=== Selected extract ===
Amendment proposed, To leave out from the word "That" to the end of the Question, in order to add the words "in the opinion of this House, it is impolitic any longer to exclude Ireland from the operation of the Volunteer system, and unjust, should such exclusion continue to tax Ireland for the support of English Volunteers,"—(Mr. Bagwell,) —instead thereof.

MAJOR KNOX

expressed his surprise that an Irish Member who had held a high place in Her Majesty's Government should have made such a proposition. Without wishing to cast any imputation on the hon. Gentleman, he must say that he looked upon it only as a piece of electioneering tactics. At a time when so much dissatisfaction existed in Ireland, was it fit to make this proposal? Would the hon. Gentleman tell him that the men whom he proposed to arm would take the oath of allegiance to the Queen? [Colonel FRENCH: Yes, they would] He knew the Protestants of the North of Ireland, if wanted, would, as in 1848, come forward to defend their own rights and those of the Queen; but it would not be safe to place arms in the hands in which the proposition of the hon. Gentleman would place them. If that were done, the people of Ireland would be in much the same position as the people of the United States were now; the Protestants of the North and the Catholics of the South would turn their arms against one another. If only the Act would permit the English Volunteers to visit Ireland, the proposition would be warmly received.

=== Dataset entries ===
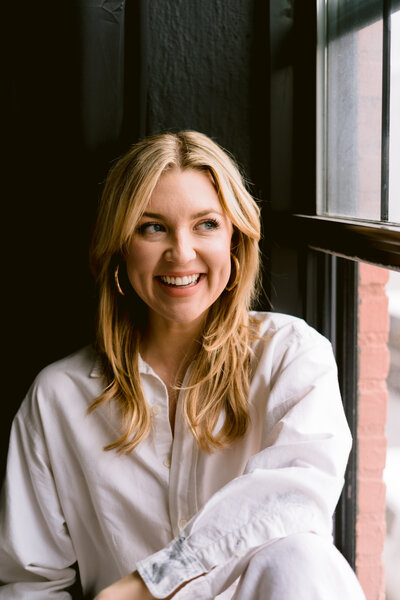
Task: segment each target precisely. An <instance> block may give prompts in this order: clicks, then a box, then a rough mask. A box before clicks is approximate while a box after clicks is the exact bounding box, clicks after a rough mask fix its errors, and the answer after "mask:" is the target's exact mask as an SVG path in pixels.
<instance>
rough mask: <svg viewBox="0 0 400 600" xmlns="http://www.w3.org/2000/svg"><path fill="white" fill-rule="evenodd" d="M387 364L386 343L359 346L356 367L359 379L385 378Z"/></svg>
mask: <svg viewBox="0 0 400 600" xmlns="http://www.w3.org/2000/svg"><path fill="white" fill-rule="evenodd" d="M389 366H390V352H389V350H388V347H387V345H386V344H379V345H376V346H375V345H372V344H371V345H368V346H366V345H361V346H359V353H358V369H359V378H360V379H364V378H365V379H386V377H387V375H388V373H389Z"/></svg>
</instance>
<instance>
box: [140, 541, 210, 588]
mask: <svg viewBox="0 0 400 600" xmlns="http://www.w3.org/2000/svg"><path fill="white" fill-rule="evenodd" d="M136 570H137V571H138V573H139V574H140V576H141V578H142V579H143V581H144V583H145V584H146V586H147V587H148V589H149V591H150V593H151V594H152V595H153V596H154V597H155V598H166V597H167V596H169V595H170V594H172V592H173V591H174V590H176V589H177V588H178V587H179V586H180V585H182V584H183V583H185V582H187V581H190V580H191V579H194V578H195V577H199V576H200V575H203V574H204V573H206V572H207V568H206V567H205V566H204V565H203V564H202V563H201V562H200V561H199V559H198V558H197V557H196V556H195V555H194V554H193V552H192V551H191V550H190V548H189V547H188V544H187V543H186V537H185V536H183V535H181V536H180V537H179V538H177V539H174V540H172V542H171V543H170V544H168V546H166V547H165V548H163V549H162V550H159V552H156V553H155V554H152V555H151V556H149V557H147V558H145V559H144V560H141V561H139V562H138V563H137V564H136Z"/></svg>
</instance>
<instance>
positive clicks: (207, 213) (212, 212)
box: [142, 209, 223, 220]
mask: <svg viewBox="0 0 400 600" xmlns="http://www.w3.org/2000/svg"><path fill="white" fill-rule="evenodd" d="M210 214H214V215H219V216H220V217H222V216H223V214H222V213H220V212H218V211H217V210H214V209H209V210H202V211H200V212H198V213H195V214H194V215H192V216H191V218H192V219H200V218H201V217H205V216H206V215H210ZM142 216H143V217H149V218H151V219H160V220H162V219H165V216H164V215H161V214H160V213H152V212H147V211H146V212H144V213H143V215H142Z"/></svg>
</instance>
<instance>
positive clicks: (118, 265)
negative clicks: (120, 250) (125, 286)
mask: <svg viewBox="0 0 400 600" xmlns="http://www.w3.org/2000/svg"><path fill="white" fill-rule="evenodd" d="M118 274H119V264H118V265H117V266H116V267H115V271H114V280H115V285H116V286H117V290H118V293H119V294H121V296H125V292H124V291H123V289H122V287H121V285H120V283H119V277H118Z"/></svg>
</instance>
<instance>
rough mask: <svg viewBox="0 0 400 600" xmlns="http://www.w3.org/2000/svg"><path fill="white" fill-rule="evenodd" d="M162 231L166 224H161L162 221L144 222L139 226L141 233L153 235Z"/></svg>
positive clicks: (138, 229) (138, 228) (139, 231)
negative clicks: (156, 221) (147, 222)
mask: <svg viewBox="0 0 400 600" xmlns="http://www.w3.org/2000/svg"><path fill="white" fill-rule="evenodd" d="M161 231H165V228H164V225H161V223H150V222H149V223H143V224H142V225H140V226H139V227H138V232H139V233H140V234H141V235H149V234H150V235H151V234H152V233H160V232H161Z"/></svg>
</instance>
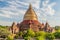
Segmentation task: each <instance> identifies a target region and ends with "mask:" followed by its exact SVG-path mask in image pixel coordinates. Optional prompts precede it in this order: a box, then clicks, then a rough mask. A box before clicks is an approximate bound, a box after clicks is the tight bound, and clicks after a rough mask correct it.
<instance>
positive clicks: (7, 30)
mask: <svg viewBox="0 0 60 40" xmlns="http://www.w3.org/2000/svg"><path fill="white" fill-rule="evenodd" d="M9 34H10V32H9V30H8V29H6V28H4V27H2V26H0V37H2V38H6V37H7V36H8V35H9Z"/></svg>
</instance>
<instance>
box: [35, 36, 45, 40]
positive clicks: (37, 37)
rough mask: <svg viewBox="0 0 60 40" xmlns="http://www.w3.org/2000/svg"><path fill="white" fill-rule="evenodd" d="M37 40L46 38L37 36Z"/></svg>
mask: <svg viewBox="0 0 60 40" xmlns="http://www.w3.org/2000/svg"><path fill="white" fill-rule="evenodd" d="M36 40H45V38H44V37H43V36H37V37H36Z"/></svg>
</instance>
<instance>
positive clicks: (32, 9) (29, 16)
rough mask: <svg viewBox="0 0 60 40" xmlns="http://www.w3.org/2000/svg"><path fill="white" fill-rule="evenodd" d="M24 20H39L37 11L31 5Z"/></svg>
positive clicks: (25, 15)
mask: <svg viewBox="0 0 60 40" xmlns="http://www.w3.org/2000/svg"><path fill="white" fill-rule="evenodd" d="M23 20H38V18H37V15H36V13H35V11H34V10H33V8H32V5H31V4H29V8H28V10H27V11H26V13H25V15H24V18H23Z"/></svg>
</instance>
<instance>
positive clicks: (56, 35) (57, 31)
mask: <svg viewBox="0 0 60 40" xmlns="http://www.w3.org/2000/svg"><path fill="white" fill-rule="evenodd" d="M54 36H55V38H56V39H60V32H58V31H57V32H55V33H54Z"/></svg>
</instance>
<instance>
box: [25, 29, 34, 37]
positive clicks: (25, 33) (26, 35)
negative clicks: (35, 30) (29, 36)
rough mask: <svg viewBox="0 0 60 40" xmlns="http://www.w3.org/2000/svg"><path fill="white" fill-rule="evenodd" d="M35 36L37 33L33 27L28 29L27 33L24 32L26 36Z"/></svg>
--
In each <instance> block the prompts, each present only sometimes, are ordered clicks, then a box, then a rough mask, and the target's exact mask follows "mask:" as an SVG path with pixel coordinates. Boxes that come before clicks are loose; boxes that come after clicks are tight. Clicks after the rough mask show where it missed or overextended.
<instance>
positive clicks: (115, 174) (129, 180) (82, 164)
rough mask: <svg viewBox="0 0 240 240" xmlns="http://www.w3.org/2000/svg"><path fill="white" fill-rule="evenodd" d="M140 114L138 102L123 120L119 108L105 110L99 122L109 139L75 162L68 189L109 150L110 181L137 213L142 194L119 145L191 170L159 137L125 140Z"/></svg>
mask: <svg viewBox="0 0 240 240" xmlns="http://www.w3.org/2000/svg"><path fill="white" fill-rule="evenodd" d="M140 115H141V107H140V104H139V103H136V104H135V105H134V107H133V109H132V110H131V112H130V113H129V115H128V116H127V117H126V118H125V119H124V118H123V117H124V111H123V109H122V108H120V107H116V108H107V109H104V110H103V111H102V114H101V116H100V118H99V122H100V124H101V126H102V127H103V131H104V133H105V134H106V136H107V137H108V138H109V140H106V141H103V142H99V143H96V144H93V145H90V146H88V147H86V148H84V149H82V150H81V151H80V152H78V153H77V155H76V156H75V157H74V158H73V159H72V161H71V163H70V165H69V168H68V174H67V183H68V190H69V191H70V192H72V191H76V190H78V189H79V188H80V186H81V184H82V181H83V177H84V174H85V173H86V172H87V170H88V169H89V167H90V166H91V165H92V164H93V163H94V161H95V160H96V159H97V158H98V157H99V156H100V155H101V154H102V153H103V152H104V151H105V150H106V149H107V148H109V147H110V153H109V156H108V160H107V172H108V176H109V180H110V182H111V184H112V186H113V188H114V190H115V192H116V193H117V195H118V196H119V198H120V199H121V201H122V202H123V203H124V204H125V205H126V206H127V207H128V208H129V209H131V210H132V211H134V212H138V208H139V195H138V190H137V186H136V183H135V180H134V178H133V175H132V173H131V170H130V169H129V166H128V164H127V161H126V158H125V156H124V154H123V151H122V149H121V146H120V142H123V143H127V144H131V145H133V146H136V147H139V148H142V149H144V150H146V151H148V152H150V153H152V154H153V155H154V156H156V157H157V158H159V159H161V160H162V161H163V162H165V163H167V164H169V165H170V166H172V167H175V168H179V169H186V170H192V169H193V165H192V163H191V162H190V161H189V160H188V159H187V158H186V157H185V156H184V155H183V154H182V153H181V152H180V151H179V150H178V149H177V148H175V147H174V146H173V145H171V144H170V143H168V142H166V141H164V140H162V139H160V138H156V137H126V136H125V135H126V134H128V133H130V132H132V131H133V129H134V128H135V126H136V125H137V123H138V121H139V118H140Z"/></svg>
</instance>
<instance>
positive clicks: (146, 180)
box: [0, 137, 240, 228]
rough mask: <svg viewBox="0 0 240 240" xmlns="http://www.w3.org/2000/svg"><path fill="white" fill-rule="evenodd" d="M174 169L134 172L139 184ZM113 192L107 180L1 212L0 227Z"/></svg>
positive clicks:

=== What this task involves ===
In the debate extract, what year does Major Knox recall when the Protestants of the North of Ireland came forward to defend their rights and those of the Queen? Please answer briefly.

=== Your response ===
1848